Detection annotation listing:

......

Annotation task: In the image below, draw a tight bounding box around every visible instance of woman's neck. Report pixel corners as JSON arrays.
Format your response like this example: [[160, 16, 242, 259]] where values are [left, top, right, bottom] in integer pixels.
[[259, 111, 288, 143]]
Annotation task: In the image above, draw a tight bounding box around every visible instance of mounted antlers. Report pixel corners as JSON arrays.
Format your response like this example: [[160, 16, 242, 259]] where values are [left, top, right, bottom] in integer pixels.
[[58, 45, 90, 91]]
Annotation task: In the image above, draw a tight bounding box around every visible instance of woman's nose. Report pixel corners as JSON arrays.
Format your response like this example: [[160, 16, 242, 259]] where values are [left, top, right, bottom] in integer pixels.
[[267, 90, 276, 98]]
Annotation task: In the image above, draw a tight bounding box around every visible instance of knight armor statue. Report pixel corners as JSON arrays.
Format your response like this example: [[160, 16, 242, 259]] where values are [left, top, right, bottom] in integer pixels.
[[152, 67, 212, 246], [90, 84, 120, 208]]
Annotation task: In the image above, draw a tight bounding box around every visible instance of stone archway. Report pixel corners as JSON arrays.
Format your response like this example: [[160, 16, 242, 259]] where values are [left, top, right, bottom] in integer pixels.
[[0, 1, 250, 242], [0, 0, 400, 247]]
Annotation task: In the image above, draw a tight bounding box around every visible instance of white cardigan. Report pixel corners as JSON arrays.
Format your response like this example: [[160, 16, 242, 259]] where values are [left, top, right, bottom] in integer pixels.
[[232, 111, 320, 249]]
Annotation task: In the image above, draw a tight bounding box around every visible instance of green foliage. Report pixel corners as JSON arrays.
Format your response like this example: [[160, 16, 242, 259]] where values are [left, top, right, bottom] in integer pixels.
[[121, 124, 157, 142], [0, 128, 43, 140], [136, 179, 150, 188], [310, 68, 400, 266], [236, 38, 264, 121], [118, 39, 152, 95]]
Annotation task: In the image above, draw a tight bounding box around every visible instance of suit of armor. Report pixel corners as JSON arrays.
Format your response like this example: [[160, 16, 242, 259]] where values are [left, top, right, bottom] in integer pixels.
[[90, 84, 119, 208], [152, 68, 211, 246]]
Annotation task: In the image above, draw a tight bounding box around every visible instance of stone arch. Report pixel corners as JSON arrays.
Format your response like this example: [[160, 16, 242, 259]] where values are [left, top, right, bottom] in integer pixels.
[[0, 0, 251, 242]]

......

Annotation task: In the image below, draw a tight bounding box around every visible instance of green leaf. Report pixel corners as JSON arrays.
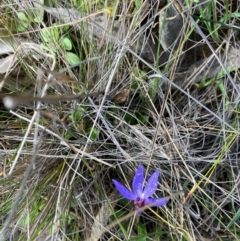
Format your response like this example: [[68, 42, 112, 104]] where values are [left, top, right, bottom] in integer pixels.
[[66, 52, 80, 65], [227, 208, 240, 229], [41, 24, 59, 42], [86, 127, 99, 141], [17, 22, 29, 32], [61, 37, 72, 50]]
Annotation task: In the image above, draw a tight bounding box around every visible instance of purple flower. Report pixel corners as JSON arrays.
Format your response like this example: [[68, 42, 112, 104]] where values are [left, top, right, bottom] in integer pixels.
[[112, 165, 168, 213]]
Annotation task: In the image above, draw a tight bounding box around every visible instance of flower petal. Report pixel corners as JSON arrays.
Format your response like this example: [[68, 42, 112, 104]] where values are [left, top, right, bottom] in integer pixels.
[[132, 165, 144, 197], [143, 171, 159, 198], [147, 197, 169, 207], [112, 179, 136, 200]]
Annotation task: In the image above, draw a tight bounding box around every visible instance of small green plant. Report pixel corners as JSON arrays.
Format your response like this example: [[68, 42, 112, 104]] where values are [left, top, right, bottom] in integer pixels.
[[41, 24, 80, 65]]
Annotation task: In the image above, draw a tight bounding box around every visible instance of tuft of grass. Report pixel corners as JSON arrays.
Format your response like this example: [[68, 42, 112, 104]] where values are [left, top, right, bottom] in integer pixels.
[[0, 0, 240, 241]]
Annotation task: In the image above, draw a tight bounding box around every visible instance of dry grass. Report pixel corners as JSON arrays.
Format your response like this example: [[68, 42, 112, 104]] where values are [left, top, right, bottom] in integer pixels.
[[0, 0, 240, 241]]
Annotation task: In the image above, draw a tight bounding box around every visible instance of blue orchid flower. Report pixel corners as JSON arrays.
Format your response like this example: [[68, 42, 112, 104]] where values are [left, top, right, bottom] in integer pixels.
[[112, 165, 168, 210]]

......

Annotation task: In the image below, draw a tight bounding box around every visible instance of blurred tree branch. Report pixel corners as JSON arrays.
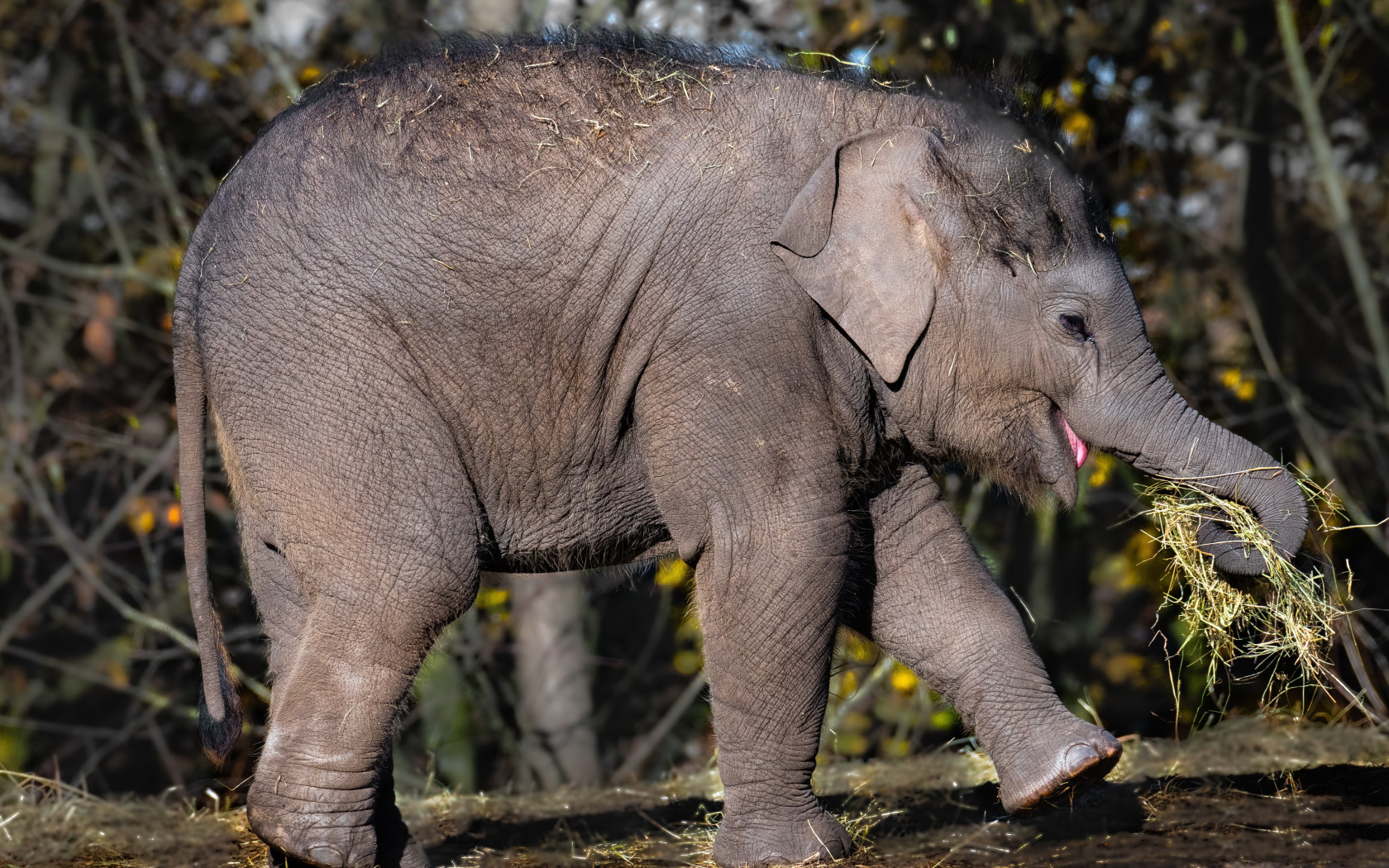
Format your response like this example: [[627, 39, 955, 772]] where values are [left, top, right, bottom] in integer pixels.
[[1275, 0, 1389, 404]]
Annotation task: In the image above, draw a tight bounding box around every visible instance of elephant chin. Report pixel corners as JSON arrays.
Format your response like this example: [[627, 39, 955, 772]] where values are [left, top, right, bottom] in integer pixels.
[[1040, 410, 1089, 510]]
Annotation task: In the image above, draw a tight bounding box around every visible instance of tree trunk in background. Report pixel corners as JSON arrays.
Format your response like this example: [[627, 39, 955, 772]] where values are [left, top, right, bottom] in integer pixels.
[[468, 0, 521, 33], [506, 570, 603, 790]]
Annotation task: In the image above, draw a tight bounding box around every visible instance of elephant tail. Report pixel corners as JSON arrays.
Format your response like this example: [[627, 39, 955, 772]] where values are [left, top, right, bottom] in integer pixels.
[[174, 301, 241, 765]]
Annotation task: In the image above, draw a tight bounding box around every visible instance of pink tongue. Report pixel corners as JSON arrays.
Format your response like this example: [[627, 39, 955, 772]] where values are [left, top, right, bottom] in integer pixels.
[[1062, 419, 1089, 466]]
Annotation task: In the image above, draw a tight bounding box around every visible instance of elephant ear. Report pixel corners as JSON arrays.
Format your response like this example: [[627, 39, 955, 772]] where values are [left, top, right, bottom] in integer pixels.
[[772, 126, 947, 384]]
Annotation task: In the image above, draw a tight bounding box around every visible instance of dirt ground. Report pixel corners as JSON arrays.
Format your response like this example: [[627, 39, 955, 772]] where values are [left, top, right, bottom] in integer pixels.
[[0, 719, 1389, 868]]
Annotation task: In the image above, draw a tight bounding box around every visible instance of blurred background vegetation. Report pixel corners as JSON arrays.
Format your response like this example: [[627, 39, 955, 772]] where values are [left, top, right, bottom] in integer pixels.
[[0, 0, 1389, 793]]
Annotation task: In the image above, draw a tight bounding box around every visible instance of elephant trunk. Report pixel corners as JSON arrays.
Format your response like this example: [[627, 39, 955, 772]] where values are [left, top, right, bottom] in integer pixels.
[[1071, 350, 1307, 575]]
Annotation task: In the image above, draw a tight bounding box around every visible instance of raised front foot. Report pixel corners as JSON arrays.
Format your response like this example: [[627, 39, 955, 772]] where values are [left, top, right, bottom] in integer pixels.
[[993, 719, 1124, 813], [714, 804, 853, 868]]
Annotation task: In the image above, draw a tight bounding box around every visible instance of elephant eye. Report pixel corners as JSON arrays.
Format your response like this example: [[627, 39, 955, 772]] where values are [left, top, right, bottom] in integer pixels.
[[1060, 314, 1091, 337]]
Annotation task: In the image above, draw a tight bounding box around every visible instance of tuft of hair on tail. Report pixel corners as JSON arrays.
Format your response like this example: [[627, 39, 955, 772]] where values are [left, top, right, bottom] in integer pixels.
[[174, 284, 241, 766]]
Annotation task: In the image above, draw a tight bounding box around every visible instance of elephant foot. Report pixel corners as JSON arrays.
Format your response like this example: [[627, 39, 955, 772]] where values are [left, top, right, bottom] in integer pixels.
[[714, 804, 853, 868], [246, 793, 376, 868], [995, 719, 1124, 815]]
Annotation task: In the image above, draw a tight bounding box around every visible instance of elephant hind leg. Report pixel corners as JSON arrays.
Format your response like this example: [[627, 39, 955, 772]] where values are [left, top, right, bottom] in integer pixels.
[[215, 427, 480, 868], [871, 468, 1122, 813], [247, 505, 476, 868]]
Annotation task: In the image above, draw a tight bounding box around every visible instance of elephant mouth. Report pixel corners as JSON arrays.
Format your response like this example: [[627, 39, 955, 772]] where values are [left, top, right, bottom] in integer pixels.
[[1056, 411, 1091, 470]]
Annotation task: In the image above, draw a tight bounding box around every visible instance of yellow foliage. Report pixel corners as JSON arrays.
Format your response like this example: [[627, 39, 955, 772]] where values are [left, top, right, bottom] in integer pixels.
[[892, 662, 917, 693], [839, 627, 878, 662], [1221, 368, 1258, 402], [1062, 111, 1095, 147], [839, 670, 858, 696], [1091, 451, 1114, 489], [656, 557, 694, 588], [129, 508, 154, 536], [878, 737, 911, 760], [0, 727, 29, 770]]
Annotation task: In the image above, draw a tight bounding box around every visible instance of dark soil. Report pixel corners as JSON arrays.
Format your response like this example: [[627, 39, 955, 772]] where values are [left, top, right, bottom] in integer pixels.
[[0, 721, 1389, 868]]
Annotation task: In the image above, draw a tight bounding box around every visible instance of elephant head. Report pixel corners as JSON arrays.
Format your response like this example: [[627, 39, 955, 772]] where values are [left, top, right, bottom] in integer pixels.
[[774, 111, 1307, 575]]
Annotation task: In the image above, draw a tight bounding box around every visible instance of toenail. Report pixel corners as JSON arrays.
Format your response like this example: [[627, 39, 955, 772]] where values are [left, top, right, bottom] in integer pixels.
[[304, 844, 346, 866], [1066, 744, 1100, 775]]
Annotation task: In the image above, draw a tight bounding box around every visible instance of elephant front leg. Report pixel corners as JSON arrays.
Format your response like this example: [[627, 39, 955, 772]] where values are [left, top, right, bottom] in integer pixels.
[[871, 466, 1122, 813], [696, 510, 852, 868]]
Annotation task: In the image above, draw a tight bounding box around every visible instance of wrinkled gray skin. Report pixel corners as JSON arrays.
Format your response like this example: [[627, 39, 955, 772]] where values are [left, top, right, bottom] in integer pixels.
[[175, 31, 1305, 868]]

......

▶ **Written instruction**: Please rewrite the part of the listing that opens with the line containing "front leg. Report pixel corners as JSON arrays." and closes with the line containing "[[175, 31, 1305, 868]]", substituting "close" for "tight" and leaving everything else unchanged.

▶ **Correct result**:
Annotation task: In the image above, draw a close bounding box around every visible instance of elephant front leg. Report pixel corners as JSON arrays.
Format your response like this example: [[627, 39, 955, 772]] where values are [left, top, right, bottom] in integer pixels.
[[871, 466, 1122, 813], [696, 510, 852, 868]]
Annotation task: In the image above, draw a close bounding box around every visible instance of wrinkled gray skin. Report pixel corners as JSON arrays.
Format your response like this example: [[627, 39, 955, 772]] where values are [left, top, right, bottom] in integer pixels.
[[175, 31, 1305, 868]]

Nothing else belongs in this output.